**PROBLEMS TO WORK ON**
a: Please say whether each statement agrees with the LangChain and Crawlbase guide below. Answer yes or no and quote the deciding words from the guide.
(i) When a site blocks crawling, the tool fails silently.
(ii) Crawlbase is used as a tool inside a LangChain or LangGraph agent.
(iii) The agent calls Crawlbase for every request, whether or not it needs outside information.
b: Write the next paragraph of the LangChain and Crawlbase guide below, picking up after its final sentence.

**PASSAGE PROVIDED**
-*-*-

Build AI Data Pipelines with LangChain & Crawlbase

Q: What if a site blocks crawlers?

When a site blocks crawling, Crawlbase returns a non-200 pc_status, and your tool surfaces that as a readable message instead of failing silently. From there, the agent can adapt. It might try the same URL using JavaScript rendering, switch to a different source, or adjust its response based on what it knows. At the product level, it’s also worth planning for fallback strategies, such as pointing users to official APIs or handling edge cases manually when needed.

Direct Answer: Crawlbase integrates with LangChain as a specialized tool within an agentic workflow, enabling real-time web data retrieval during execution. This allows LLMs to fetch, process, and use live web content, producing grounded responses instead of relying solely on static training data.

To use Crawlbase with LangChain, you integrate it as a tool inside a LangChain or LangGraph agent so your model can fetch real-time web data during execution.

This guide’s goal is to give you a working implementation you can run, test, and iterate on.

Instead of relying only on pre-trained knowledge, the agent can decide when it needs fresh or external information, call Crawlbase, process the response, and use that data to generate grounded outputs.

-*-*-

**DATA BLOCK**
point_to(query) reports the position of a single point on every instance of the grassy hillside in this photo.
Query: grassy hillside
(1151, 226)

-*-*-

**ANSWERS TO THE TASKS**
a:
(i) No: "your tool surfaces that as a readable message instead of failing silently"
(ii) Yes: "you integrate it as a tool inside a LangChain or LangGraph agent"
(iii) No: "the agent can decide when it needs fresh or external information"

b:
This means wrapping Crawlbase’s Crawling API as a LangChain tool, registering it in a ReAct-style agent, and letting the model choose when to fetch data versus when to answer directly. The result is a simple but powerful pipeline:

1	user query → agent reasoning → Crawlbase fetch → structured text → grounded response

Crawlbase handles proxy rotation, blocking, and JavaScript rendering. LangChain handles orchestration. The model focuses on reasoning.

If you want to follow along with a complete, runnable project, you can clone it here: ScraperHub/how-to-use-crawlbase-with-langchain-for-ai-data-pipelines

Jump to section

Why Use Crawlbase for LangChain Data Pipelines?
Architecture: The Flow of a Grounded AI Agent
Implementation: Setting Up the Project
How to Know It’s Working
Frequently Asked Questions

Why Use Crawlbase for LangChain Data Pipelines?

A LangChain agent is an LLM-powered system that can decide what actions to take instead of just generating text. It doesn’t just answer questions. It can choose to call tools, fetch data, or perform multi-step reasoning based on the user’s input.

The moment you give an agent that kind of freedom, you run into a practical issue. It needs access to real data, and the web is the obvious source. That’s also where things usually start breaking.

Standard scraping approaches quickly become a problem due to blocking, dynamic content, and scaling challenges. Crawlbase solves these at the infrastructure level so your agent logic stays clean.

Instead of managing proxies, retries, or headless browsers, your agent simply calls a tool and receives structured output.

This enables a more robust system where:

The agent works with clean, readable text instead of raw HTML
JavaScript-heavy pages can be fetched when needed
Failures are surfaced as structured signals, not silent errors
You avoid maintaining a separate scraping infrastructure

More importantly, it improves the quality of your outputs.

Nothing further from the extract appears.